- AIM OF THE EXERCISE
Return the material unaltered, line by line.
+++ RECORDS PROVIDED +++
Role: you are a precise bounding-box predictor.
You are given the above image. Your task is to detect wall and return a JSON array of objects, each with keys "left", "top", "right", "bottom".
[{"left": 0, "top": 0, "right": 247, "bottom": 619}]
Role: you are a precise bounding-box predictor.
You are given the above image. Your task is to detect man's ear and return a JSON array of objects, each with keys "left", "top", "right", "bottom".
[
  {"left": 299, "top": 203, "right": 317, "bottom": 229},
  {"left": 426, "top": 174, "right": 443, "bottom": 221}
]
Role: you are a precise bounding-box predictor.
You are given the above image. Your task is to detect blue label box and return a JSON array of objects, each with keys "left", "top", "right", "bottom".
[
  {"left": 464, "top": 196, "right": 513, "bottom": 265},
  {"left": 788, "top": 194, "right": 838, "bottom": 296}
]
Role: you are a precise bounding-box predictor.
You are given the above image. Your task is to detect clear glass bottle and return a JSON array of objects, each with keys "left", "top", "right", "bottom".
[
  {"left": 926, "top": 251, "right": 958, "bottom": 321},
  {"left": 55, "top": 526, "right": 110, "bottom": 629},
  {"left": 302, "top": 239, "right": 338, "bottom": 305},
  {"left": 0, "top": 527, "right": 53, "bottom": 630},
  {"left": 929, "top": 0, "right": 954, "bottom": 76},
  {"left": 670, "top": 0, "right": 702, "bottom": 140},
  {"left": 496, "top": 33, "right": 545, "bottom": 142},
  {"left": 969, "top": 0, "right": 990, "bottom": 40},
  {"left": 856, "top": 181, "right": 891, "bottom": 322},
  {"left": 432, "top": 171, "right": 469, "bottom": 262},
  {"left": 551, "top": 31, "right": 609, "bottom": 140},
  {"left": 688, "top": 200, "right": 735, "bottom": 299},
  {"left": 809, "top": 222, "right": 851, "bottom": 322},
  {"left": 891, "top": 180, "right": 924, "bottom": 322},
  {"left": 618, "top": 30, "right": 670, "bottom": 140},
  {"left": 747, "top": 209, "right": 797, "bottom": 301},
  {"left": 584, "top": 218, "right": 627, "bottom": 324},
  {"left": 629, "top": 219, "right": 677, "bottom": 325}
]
+++
- EXPECTED ANSWER
Role: you are a precise bounding-box predictor.
You are given the above image. Your task is to detect wall and return a JSON array of objects, each with keys "left", "top", "right", "bottom".
[{"left": 0, "top": 0, "right": 247, "bottom": 619}]
Role: you are a precise bounding-box predictor.
You are given the above image. Your task is to detect man's ear and return a JSON array of objects, each with keys "left", "top", "right", "bottom".
[
  {"left": 299, "top": 203, "right": 317, "bottom": 229},
  {"left": 426, "top": 174, "right": 443, "bottom": 221}
]
Role: you are a precise bounding-box predictor.
You are given the above image. Your task is to detect blue label box and return a JSON array of objects, each with keys "left", "top", "right", "bottom".
[
  {"left": 464, "top": 196, "right": 513, "bottom": 265},
  {"left": 788, "top": 194, "right": 838, "bottom": 296}
]
Role: you are a precise bounding-box predictor.
You are given the above image. Your task is to detect clear glass bottle and return a JSON array of objects, each with keys "left", "top", "right", "bottom".
[
  {"left": 926, "top": 251, "right": 958, "bottom": 321},
  {"left": 55, "top": 526, "right": 110, "bottom": 629},
  {"left": 302, "top": 239, "right": 338, "bottom": 305},
  {"left": 0, "top": 527, "right": 53, "bottom": 630},
  {"left": 929, "top": 0, "right": 954, "bottom": 76},
  {"left": 670, "top": 0, "right": 702, "bottom": 140},
  {"left": 496, "top": 33, "right": 545, "bottom": 142},
  {"left": 969, "top": 0, "right": 990, "bottom": 40},
  {"left": 856, "top": 181, "right": 891, "bottom": 322},
  {"left": 432, "top": 171, "right": 469, "bottom": 262},
  {"left": 551, "top": 31, "right": 609, "bottom": 140},
  {"left": 688, "top": 200, "right": 735, "bottom": 299},
  {"left": 809, "top": 222, "right": 851, "bottom": 322},
  {"left": 891, "top": 180, "right": 924, "bottom": 322},
  {"left": 618, "top": 30, "right": 670, "bottom": 140},
  {"left": 747, "top": 209, "right": 797, "bottom": 301},
  {"left": 584, "top": 218, "right": 627, "bottom": 324},
  {"left": 629, "top": 219, "right": 677, "bottom": 325}
]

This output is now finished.